[Records excerpted from a collection]
•••
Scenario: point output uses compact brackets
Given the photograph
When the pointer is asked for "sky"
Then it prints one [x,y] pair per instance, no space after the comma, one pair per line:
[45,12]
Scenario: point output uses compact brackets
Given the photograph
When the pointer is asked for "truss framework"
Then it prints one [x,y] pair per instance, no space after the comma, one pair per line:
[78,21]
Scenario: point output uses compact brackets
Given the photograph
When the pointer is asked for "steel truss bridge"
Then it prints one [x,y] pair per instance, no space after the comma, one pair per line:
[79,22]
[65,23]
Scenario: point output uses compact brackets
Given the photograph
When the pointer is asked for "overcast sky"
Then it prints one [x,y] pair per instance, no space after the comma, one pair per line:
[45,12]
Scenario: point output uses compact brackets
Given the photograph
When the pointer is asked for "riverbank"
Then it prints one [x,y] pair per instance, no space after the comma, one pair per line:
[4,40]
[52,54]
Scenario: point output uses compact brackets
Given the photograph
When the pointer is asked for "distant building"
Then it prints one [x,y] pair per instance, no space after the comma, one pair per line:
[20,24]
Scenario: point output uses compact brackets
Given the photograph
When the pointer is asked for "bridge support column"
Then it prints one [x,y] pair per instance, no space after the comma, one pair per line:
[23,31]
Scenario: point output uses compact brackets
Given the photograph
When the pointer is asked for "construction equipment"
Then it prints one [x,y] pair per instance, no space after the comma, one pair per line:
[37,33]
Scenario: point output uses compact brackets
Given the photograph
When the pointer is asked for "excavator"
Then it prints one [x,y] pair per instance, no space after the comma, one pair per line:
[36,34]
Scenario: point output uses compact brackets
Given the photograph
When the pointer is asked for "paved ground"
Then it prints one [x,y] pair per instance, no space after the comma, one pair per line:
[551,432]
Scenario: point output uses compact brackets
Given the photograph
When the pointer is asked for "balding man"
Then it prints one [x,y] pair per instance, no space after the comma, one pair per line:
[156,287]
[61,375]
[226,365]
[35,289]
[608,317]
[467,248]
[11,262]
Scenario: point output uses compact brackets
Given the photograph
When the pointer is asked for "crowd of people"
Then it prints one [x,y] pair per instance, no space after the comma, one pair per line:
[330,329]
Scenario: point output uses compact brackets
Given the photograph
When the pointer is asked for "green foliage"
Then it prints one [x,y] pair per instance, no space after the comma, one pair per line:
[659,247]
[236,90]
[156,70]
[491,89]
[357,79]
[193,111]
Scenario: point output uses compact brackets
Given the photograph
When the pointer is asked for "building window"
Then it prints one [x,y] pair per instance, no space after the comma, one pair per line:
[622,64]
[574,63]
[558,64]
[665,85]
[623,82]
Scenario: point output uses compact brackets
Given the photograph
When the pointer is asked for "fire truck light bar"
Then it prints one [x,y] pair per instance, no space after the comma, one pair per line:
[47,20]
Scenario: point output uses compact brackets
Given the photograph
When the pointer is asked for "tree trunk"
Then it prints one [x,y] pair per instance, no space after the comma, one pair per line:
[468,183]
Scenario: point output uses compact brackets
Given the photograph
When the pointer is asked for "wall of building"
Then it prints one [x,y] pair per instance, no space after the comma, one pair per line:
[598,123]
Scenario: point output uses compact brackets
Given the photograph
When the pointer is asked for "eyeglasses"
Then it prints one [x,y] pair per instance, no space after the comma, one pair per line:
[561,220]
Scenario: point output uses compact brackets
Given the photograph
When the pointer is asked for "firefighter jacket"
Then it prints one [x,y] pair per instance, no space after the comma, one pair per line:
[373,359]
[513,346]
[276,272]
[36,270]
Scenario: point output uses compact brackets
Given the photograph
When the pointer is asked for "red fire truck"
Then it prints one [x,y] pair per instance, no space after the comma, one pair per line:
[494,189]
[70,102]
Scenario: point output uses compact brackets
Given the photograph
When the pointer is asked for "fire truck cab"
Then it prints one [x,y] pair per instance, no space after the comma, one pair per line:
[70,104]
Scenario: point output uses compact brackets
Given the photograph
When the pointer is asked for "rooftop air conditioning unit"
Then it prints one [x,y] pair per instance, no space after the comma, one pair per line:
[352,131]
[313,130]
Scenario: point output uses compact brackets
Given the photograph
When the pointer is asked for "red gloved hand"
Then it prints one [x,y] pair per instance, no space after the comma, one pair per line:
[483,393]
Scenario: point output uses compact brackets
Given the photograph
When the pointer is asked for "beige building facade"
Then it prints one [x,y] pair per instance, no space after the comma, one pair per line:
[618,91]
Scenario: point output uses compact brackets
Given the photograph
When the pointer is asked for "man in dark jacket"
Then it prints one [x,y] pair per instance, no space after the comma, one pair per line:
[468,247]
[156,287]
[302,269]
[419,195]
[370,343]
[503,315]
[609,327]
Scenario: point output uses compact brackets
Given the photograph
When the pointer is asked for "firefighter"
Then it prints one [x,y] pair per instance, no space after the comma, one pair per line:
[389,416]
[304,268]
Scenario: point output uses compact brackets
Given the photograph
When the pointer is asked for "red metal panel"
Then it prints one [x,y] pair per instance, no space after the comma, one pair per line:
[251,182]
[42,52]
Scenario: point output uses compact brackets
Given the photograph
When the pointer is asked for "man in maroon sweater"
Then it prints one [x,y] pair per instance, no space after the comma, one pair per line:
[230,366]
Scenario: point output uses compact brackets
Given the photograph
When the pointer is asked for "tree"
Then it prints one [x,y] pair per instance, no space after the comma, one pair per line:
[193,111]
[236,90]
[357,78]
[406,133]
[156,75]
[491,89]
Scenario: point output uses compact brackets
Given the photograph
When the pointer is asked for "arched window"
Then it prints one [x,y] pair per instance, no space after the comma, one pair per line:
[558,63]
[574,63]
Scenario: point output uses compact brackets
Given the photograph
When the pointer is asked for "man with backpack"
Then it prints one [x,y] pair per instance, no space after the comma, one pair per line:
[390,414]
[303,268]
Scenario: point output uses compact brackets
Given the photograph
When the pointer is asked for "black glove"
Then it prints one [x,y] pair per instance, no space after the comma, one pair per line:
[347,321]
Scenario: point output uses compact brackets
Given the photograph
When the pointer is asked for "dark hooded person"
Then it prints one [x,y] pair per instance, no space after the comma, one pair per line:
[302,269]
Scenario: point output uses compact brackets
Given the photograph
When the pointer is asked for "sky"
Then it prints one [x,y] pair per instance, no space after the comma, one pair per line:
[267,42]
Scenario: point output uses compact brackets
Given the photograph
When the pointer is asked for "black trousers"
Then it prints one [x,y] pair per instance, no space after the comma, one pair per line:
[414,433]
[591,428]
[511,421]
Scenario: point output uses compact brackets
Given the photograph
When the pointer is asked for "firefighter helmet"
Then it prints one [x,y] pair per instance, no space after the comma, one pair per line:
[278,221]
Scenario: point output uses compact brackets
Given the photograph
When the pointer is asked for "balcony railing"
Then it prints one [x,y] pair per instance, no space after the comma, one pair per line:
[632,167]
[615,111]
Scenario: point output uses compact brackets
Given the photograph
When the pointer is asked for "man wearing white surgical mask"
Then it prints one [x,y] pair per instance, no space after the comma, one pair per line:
•••
Write out every line in the data that holds the string "truss".

When the pointer is asked for "truss framework"
When the pointer is asked for "steel truss bridge"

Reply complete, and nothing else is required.